Starting at the line containing "Where can the white face" and continuing through the end of the records below, write those lines out again with their requests. In the answers, multiply every point coordinate by 0.6 and round to whole numbers, with halves going up.

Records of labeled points
-- Start --

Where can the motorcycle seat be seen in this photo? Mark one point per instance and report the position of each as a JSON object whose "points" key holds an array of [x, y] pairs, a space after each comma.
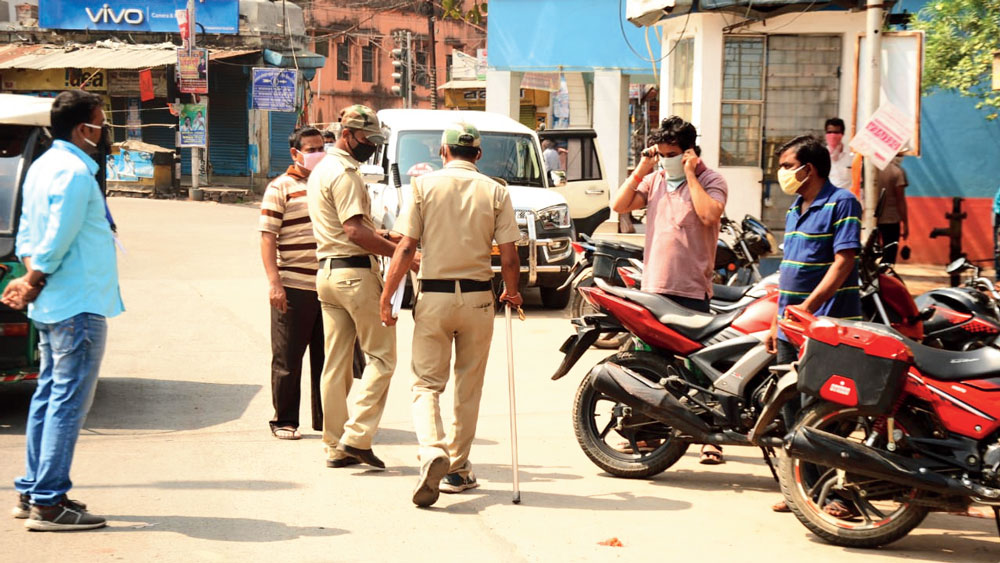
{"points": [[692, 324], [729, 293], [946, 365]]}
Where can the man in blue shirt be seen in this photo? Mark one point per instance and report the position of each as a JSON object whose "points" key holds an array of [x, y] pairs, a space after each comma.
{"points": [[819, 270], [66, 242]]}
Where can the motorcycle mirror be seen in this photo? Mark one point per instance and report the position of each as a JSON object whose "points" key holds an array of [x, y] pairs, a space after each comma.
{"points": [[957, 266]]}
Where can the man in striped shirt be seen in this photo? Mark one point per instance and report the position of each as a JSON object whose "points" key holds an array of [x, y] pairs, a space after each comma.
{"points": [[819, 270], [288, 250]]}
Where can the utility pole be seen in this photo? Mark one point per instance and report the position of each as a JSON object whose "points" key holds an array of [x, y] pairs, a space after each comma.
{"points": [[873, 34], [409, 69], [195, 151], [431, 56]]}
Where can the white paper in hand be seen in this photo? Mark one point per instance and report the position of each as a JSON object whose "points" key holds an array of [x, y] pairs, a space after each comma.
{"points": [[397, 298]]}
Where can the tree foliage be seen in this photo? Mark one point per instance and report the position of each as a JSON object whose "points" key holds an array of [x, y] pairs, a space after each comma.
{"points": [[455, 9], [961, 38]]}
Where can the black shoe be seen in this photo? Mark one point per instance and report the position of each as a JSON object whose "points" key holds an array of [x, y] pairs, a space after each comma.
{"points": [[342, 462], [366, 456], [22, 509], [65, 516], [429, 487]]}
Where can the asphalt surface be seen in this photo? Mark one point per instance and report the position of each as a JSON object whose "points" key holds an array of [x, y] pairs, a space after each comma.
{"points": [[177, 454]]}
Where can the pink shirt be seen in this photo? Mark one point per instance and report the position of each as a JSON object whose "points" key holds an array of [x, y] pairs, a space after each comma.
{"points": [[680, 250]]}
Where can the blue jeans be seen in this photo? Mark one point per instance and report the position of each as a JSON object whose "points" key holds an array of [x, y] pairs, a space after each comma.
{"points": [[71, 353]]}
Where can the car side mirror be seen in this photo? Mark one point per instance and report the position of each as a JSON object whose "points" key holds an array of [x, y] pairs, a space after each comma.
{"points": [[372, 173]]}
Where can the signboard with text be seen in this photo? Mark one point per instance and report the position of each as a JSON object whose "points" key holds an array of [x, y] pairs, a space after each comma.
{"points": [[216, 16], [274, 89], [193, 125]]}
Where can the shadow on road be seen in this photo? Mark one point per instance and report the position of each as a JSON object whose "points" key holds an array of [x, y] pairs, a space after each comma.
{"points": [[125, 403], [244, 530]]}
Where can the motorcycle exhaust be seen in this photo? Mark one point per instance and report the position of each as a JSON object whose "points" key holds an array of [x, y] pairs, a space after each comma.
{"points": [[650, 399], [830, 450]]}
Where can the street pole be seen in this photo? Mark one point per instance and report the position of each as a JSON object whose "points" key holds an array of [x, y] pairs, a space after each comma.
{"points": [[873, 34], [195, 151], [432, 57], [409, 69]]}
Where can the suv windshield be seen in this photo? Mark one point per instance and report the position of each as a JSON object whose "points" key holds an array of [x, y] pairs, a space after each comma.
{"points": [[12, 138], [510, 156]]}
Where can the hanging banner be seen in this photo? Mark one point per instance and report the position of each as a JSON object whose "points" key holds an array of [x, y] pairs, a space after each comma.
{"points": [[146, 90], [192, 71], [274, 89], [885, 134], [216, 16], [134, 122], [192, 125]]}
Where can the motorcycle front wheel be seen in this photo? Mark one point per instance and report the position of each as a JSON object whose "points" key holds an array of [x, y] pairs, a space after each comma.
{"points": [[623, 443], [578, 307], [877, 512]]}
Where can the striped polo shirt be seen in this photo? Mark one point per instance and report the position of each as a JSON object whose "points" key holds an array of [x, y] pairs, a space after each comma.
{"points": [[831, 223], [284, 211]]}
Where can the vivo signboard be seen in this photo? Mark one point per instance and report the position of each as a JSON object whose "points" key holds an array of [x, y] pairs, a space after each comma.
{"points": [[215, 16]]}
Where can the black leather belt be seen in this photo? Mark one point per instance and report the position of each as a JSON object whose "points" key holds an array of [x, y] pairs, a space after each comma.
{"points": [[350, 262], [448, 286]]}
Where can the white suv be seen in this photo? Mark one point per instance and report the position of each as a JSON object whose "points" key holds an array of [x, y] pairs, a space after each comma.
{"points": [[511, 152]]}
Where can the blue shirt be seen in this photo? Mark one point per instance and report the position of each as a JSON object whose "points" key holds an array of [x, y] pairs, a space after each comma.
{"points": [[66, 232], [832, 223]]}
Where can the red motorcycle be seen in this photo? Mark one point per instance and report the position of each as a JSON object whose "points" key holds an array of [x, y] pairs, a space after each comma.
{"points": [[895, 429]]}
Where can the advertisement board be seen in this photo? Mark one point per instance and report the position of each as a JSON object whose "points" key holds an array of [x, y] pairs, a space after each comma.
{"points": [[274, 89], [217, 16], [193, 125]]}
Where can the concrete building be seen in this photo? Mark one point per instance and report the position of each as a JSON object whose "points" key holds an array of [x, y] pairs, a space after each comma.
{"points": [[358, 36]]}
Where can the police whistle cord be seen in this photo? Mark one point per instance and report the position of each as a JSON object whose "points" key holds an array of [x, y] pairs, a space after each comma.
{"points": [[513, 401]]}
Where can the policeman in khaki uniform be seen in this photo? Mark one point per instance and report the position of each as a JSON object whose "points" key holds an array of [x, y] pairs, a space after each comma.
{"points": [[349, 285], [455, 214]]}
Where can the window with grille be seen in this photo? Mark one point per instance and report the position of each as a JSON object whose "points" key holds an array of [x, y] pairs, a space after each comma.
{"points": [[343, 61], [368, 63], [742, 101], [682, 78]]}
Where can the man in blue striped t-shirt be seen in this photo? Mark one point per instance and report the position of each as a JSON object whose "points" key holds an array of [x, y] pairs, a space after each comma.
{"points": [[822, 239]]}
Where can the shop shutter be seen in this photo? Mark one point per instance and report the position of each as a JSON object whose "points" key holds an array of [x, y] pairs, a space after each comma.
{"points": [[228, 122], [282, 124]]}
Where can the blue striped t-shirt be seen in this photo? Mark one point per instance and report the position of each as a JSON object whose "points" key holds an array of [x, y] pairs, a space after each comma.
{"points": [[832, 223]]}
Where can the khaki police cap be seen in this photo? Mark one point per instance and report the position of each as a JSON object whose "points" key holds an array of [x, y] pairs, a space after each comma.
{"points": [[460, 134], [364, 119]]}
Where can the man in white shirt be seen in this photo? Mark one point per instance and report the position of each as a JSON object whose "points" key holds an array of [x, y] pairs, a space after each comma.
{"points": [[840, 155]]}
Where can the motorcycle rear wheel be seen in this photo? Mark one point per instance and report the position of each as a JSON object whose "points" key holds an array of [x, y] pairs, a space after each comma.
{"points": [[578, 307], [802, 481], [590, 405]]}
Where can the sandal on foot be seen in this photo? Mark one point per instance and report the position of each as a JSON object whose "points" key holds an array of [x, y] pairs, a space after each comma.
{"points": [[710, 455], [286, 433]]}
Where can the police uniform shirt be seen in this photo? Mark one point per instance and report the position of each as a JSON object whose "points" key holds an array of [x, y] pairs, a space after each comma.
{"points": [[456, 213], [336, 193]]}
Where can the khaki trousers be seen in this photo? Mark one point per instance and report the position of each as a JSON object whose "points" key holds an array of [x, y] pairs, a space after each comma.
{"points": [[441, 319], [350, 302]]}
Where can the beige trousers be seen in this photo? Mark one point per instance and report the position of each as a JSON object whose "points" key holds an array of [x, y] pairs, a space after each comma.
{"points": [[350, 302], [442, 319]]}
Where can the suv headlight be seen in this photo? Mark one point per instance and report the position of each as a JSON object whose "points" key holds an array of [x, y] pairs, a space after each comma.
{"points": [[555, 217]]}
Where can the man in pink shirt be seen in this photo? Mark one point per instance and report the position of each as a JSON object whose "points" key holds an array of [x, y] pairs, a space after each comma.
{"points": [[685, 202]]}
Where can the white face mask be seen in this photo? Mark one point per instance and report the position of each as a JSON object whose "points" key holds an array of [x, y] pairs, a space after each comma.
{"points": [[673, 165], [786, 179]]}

-- End --

WRITTEN SOLUTION.
Where can the white face mask be seen in this photo? Mark one point per instance and report the position of each as a JSON object whose "points" key holds an array of [x, y] pairs, a space after each comma.
{"points": [[404, 99], [472, 107]]}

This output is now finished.